### Your task
Repeat every entry exactly. Leave nothing out.

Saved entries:

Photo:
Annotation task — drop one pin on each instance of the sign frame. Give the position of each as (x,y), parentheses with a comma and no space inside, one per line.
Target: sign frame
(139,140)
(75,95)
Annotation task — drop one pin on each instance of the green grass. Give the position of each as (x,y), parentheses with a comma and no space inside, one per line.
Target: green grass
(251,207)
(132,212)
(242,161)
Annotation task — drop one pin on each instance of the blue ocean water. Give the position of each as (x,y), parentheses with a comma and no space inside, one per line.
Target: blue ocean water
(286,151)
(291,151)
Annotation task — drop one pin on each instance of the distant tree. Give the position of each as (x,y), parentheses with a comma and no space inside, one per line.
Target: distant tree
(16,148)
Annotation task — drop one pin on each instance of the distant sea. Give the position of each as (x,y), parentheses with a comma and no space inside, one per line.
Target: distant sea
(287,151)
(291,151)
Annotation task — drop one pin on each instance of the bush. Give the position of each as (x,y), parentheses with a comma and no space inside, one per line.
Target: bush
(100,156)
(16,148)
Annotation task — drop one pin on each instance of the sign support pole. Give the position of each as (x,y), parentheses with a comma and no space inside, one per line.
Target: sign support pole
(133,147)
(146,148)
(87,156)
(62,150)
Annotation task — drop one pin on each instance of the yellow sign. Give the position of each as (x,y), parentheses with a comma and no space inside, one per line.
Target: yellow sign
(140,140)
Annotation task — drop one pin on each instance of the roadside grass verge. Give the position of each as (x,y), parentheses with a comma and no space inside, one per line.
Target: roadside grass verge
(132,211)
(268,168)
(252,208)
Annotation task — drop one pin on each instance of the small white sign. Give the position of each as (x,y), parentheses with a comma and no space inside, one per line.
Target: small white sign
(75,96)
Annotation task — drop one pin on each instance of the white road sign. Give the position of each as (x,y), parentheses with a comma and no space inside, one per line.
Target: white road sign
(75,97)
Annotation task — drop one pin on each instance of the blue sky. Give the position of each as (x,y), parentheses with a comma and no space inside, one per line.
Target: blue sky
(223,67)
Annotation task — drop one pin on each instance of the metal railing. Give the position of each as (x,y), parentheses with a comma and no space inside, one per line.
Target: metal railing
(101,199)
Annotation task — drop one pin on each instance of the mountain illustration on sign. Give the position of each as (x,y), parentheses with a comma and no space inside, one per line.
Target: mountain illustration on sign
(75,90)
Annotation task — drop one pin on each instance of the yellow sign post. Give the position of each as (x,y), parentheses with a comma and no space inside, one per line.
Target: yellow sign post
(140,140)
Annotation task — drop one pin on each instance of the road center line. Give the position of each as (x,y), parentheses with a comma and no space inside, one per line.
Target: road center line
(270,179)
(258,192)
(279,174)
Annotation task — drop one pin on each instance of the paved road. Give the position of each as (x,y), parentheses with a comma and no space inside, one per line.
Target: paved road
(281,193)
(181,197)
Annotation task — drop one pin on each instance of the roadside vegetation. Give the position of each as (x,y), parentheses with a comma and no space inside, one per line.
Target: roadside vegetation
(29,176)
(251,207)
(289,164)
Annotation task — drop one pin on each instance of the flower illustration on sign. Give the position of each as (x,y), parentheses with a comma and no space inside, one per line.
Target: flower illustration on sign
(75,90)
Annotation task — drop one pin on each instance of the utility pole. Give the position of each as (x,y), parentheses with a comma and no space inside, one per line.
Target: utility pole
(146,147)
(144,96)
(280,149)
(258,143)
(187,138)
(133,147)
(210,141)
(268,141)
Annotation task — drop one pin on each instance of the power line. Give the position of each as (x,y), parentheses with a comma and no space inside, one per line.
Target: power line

### Exercise solution
Photo:
Annotation task — drop one pin on each instance of the sign frame. Give the position of each as (x,y), parentheses with a comma and no space inside, one per line.
Target: sign frame
(139,140)
(75,95)
Annotation task — drop one pin on each instance of the green grass. Give the position of each as (x,y), parentheses with a comma and no space inside, one per line.
Target: green grass
(251,207)
(132,212)
(242,161)
Annotation task — drop one pin on each instance of the blue ocean water. Give the position of each as (x,y), parentheses with a comma and no space inside, one per line.
Target: blue ocean water
(286,151)
(291,151)
Annotation task — drop one pin on each instance of the distant tree. Give the position of each as (x,y), parentheses with a comma and no space inside, one per line.
Target: distant tree
(16,148)
Annotation task — drop one pin on each instance of the distant sea. Give the position of each as (x,y), parentheses with a comma and no space inside, one per line.
Target: distant sea
(287,151)
(291,151)
Annotation task — drop one pin on each instance of the bush. Give the position of each as (x,y), parentheses with a comma and no space inside, one per line.
Target: bush
(100,156)
(16,148)
Annotation task — drop one pin on each instance of the sign support pole. Give the position of each as (x,y), parentheses with a comma and no space inside, one per line.
Target: sign support pole
(133,147)
(146,148)
(87,156)
(62,150)
Annotation task — drop one pin on each instance of the yellow sign. Give the position of each as (x,y), parentheses with a comma and no space inside, one per line.
Target: yellow sign
(140,140)
Annotation task — drop one pin on each instance of the roadside grass verge. Give the position of each as (x,y), parentheses with a comma and no space inside, one per line.
Target: roadside grass verge
(132,211)
(268,168)
(252,208)
Annotation task — drop one pin on each instance of the small white sign. Give the position of each as (x,y), parentheses with a comma and no space inside, one per line.
Target: small white sign
(75,96)
Annotation task — drop one pin on each instance of the white road sign. Give the position of each as (x,y), parentheses with a comma and no space inside, one per line.
Target: white road sign
(75,97)
Annotation task — drop one pin on each instance of the blue sky. Give the position of each as (x,y), parentheses with a comma and no space inside, one per line.
Target: blue sky
(223,67)
Annotation task — drop one pin on each instance of the metal railing. Give the position of each as (x,y), parentheses with a comma and no space inside, one per line.
Target: metal railing
(101,199)
Annotation task — drop one pin on each instance of the mountain illustration on sign. Give the position of each as (x,y), parentheses with a comma and no space inside, one per line.
Target: mountain illustration on sign
(75,90)
Annotation task — drop one pin on each instance of the yellow sign post. Give the position of each as (x,y), parentheses with a comma and no space inside, one per line.
Target: yellow sign post
(140,140)
Annotation task — drop one pin on each instance of the road center line. Give the position of each as (x,y), parentheses with a comma and no space inside, one per line.
Target: road center line
(270,179)
(258,192)
(279,174)
Annotation task — drop one pin on each instance of the paved road. Give the position of each as (x,y), parentheses with a comma and no space inside, one per line.
Target: paved road
(281,193)
(181,197)
Annotation task — drop one pin on each instance of the roadside vegetation. Give the position of each as (x,y), parentheses with a comma and no space inside, one per line.
Target: roadside vegetation
(29,176)
(251,207)
(289,164)
Annotation task — drop one pin on each instance of the flower illustration on sign. Give the position of each as (x,y), parentheses with a comma and no space inside, one per line.
Target: flower illustration on sign
(75,90)
Annotation task — drop one pin on each instance of the utility pole. Give the position of each as (x,y), parentheses with a comma and no space inside, one per line.
Target: utility pole
(146,147)
(144,96)
(280,149)
(258,143)
(187,138)
(133,147)
(210,141)
(268,141)
Annotation task — drop one pin on each instance of the power line. Give the position of each as (x,y), parentheses with a comma and no space inside, one per line.
Target: power line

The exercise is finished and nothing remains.